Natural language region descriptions

──────

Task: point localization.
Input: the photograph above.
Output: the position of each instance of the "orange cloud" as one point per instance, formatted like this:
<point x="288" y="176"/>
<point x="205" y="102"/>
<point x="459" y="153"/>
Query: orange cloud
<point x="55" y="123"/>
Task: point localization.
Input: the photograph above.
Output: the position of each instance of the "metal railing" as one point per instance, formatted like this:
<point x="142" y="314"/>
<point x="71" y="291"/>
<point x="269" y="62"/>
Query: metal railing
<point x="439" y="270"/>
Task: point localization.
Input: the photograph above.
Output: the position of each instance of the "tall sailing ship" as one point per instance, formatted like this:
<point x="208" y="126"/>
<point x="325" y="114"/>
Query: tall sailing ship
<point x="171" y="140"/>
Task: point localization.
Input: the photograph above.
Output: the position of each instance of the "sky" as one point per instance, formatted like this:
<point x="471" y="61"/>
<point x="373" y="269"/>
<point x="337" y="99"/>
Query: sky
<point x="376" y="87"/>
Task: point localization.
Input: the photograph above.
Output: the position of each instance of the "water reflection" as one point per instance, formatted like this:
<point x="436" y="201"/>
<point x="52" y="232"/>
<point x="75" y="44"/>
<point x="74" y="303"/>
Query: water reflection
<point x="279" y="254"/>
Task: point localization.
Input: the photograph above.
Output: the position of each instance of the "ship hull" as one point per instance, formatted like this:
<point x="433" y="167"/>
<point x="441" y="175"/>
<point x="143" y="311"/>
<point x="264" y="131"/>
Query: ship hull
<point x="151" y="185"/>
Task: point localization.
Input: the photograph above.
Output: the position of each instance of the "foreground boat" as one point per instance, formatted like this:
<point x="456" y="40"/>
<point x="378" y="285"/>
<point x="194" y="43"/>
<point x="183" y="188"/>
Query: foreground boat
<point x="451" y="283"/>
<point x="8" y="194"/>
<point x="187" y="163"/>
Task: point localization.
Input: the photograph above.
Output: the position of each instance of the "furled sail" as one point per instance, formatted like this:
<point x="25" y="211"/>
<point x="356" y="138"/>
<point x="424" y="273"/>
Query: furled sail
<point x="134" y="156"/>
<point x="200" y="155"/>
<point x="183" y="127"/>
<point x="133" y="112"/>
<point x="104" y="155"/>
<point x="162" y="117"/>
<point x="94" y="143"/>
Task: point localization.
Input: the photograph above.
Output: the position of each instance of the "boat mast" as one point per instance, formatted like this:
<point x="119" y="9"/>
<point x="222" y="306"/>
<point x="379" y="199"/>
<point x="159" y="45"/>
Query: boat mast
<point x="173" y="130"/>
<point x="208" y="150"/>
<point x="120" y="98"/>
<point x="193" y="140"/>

──────

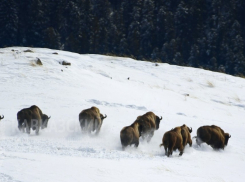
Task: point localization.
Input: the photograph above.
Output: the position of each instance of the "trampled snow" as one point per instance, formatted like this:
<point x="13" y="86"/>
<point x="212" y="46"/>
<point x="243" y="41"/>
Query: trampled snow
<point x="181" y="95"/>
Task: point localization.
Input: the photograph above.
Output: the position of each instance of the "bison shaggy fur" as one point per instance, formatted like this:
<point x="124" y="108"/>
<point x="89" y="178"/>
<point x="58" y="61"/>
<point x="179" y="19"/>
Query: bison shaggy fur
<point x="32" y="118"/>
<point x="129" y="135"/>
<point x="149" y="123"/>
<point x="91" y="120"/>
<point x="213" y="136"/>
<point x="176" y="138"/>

──────

### WHAT THE TASK REQUIRES
A single figure is required: the number of lines in the data where the word "each" occurs.

### OUTPUT OF THE EXERCISE
11